→ EXERCISE DESCRIPTION:
From the first entry to the last, copy everything exactly except the pictures.

→ DATA EXCERPTS:
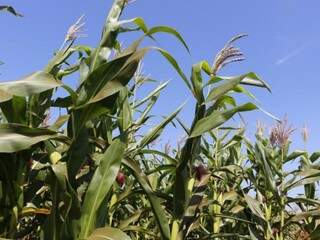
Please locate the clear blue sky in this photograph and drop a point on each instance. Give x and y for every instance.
(282, 46)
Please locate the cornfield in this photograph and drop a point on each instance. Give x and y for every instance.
(87, 165)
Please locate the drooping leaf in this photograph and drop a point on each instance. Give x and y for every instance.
(100, 185)
(16, 137)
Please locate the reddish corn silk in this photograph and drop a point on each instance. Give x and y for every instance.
(200, 171)
(29, 163)
(121, 178)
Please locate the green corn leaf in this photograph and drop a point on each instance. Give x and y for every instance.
(217, 118)
(157, 209)
(100, 185)
(108, 233)
(254, 206)
(219, 91)
(171, 31)
(11, 10)
(155, 132)
(16, 137)
(33, 84)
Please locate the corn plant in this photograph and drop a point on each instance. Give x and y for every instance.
(95, 171)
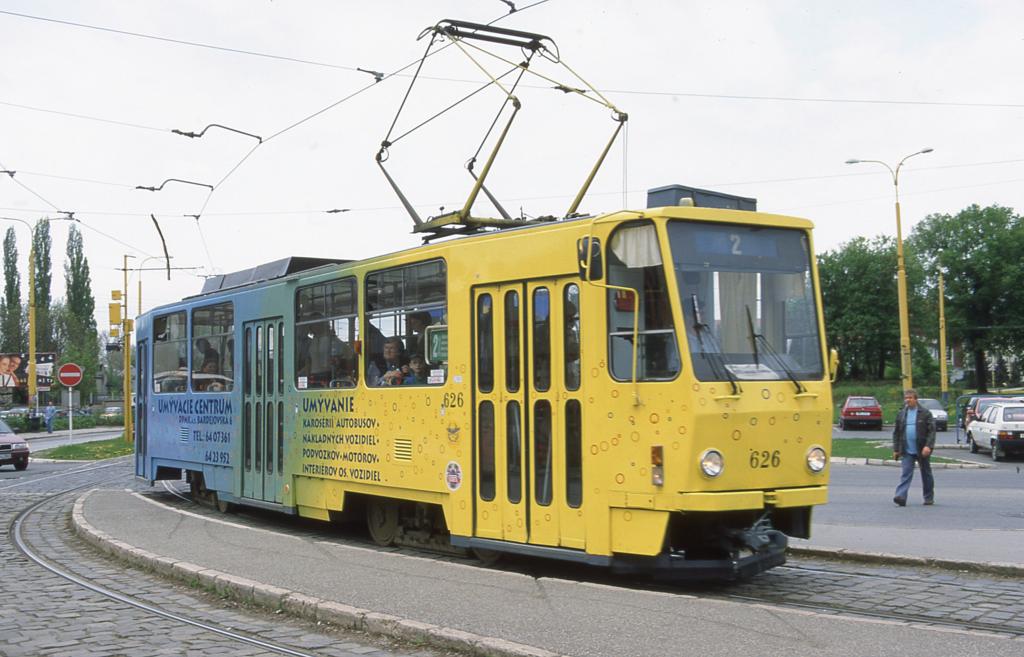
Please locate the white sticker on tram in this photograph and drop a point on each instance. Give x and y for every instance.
(213, 520)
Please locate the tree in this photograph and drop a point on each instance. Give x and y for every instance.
(860, 304)
(11, 336)
(41, 244)
(77, 319)
(978, 252)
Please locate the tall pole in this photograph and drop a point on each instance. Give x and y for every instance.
(906, 364)
(943, 378)
(126, 327)
(906, 374)
(33, 393)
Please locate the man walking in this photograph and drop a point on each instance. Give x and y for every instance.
(49, 413)
(913, 439)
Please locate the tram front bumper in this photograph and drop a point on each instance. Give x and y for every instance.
(675, 567)
(747, 499)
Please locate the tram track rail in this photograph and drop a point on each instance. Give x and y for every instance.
(836, 579)
(24, 545)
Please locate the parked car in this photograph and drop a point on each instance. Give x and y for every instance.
(112, 411)
(978, 405)
(938, 411)
(860, 410)
(15, 411)
(13, 450)
(999, 429)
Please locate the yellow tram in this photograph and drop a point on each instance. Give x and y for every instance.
(645, 390)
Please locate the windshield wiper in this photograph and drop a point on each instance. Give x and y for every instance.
(755, 337)
(715, 358)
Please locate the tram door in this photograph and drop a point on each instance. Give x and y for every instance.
(262, 405)
(141, 397)
(521, 467)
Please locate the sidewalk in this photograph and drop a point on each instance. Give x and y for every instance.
(36, 435)
(439, 603)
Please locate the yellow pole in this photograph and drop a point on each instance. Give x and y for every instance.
(126, 336)
(944, 379)
(33, 393)
(904, 323)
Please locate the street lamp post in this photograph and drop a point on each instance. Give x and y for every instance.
(904, 324)
(33, 394)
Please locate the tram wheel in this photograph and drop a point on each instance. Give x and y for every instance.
(382, 520)
(223, 506)
(487, 557)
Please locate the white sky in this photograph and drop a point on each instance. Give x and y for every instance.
(912, 59)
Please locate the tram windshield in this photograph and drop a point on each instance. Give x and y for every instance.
(749, 301)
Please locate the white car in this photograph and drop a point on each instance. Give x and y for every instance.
(999, 429)
(938, 411)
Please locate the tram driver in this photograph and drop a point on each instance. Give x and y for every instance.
(393, 370)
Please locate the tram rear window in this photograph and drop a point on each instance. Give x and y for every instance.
(170, 347)
(213, 348)
(326, 336)
(400, 304)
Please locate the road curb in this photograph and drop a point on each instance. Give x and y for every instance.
(992, 568)
(961, 465)
(297, 604)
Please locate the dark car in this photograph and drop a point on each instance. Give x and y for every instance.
(938, 411)
(13, 450)
(865, 411)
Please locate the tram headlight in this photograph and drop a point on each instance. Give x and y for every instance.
(816, 460)
(712, 463)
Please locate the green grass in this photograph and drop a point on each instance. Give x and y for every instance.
(95, 450)
(868, 448)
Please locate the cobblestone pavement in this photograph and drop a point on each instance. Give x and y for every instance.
(900, 593)
(46, 615)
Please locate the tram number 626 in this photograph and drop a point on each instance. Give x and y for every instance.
(765, 458)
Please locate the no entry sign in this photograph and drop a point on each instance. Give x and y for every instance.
(70, 375)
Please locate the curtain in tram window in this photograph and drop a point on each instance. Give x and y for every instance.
(737, 291)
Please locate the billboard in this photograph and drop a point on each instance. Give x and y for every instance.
(14, 370)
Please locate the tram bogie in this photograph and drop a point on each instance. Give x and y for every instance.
(667, 410)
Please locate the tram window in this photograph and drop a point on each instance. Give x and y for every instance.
(259, 360)
(271, 345)
(512, 341)
(281, 437)
(170, 345)
(247, 434)
(269, 437)
(212, 346)
(542, 452)
(573, 453)
(400, 304)
(484, 344)
(513, 451)
(258, 439)
(485, 440)
(247, 366)
(326, 336)
(281, 358)
(542, 339)
(570, 339)
(635, 263)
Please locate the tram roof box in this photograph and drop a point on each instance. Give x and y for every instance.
(672, 194)
(266, 271)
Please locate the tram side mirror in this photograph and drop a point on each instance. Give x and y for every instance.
(589, 259)
(833, 364)
(436, 338)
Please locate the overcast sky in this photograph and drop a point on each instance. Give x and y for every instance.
(764, 99)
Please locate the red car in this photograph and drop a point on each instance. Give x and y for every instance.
(13, 450)
(860, 411)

→ TASK RESULT:
Please locate the clear blue sky in this photograph and drop a point on each instance. Give x and y for every instance.
(282, 46)
Please locate the cornfield in this photograph and drop a point on each instance. Give x and y for every instance.
(87, 165)
Please locate the drooping leaf in this photograph and drop a point on each instance. Give x and y for every instance.
(100, 185)
(16, 137)
Please locate the reddish corn silk in this photograph and drop a point on each instance. Give x and y for every instance.
(200, 171)
(29, 163)
(121, 178)
Please locate the green corn leaf in this photograph and drop a point on each instance. Give x and y for every instance.
(217, 118)
(157, 209)
(100, 185)
(108, 233)
(254, 206)
(219, 91)
(171, 31)
(11, 10)
(155, 132)
(16, 137)
(33, 84)
Please locate the corn plant in this photograph and drop a point on each instance. Give x and y for every instance.
(95, 171)
Please locate the white sticker on tram in this photograph and drop a point on each instance. Give x and y for every instance.
(213, 520)
Please locate the tree in this photograph and drop a point on each instance. Give x and y for every instance.
(860, 304)
(11, 336)
(41, 244)
(77, 319)
(978, 252)
Please locate the tall pole in this photograph and drop a point on each instance. Give x and y for every instance.
(906, 364)
(943, 378)
(126, 327)
(906, 374)
(33, 393)
Please locate the man walking in this photograph and drop a point on each instance. Give x and y for every instance.
(49, 413)
(913, 439)
Please locate the tram front bumper in this photograph and drop a point on each instance. Give x and y for every instance.
(675, 567)
(747, 499)
Please locate the tram track rail in this photograph and drop a point on each instance. Give x and y for every instance.
(836, 579)
(24, 545)
Please locate the parked car in this photograph and drop a point on each instance. Give x and y for every instance.
(112, 411)
(978, 405)
(938, 411)
(860, 410)
(15, 411)
(13, 450)
(999, 429)
Please locate the yellow tram in this photograph and drop a point on each instance. Give x and y for every instance.
(645, 390)
Please locate the windshield wiper in this photograph and drop a point on each instance. Give x and y for every instance.
(755, 337)
(715, 358)
Please locate the tram door in this photograph and drop a point on each instance. Give x and y for every instance.
(262, 405)
(141, 397)
(521, 467)
Please locate the sidewalk in this photograph and drop a point on each instance. Give x and y for every instance.
(36, 435)
(439, 603)
Please locate the yellow pole in this photograph and drop a point on each instance. Give x and y for every instance.
(126, 336)
(944, 379)
(33, 393)
(904, 323)
Please locate the street lamp post in this photograph and drop a point on each instance. Give x and y for every instance.
(904, 324)
(33, 394)
Please locate the tram wheel in this photograph and drop a point on each instance. Give x and y for every instance.
(382, 520)
(223, 506)
(487, 557)
Please locate the white sky in this photograph and drop a point on each instance. Give x and y for every instance.
(912, 59)
Please locate the tram windshield in this photograph and drop a point on each instance. Give x and y for every instance.
(749, 301)
Please locate the white car in this photograph and drop a point on each instance. Give x and y for every instance.
(999, 429)
(938, 411)
Please locate the tram driver in this photograph and drop a point on each instance. Give x and y for every instance.
(393, 370)
Please locate the tram rear window in this photograph and drop a point on each instance. Give x and y for every instance.
(170, 347)
(213, 348)
(326, 336)
(400, 304)
Please locate the road curb in this photograph and drop a point on each instance. Give x and y for every instance.
(992, 568)
(961, 465)
(297, 604)
Please locate the dark car in this photograph and drop a point on each instance. Give x and y for every instance.
(938, 411)
(13, 450)
(865, 411)
Please locate the tram headlight in this photograph and drop a point on each instance. Give x and y for every instance.
(816, 460)
(712, 463)
Please locate the green grass in this photograph and drop a point on each instance. Give x and y for every instance.
(95, 450)
(868, 448)
Please locate the cobblestone pavement in this photograph and drop a point on each instance. Give x and y for every instance.
(900, 593)
(46, 615)
Please locate the tram number 626 in this photograph and drop a point on each instance. Give x and y for every instance.
(765, 458)
Please locate the no entry sign in this photograph and drop a point on each instance. Give x and y for every instance.
(70, 375)
Please locate the curtain in tram window in this photograph and drop a point on each instance. Give x and y for every instance.
(737, 291)
Please locate the billboard in this photograph and drop a point on each instance. Give x and y for every instance.
(14, 370)
Please locate the tram bogie in this photograph and drop a point on each instance. Give x and y for every instance.
(667, 410)
Please locate the tram window in this photograph and drop a point on each instance. Give x and y for every instance.
(259, 360)
(271, 345)
(512, 341)
(281, 437)
(170, 345)
(247, 434)
(269, 437)
(212, 346)
(542, 452)
(573, 453)
(400, 304)
(484, 344)
(513, 451)
(258, 439)
(485, 440)
(247, 366)
(326, 336)
(281, 358)
(542, 339)
(570, 339)
(635, 263)
Please locate the tram roof box in this photograph and drop a point on each instance. Give x and y for every instance.
(672, 194)
(266, 271)
Please locate the tram side mirror in this photograph and drop a point on each instance. Give x and y for every instance.
(589, 259)
(833, 364)
(436, 338)
Please locate the overcast sky in this photograph and drop a point on each instance. Give x and y for every instance.
(764, 99)
Please locate the red car in this photograph and drop a point on each instance. Give x and y for every instance.
(13, 450)
(860, 411)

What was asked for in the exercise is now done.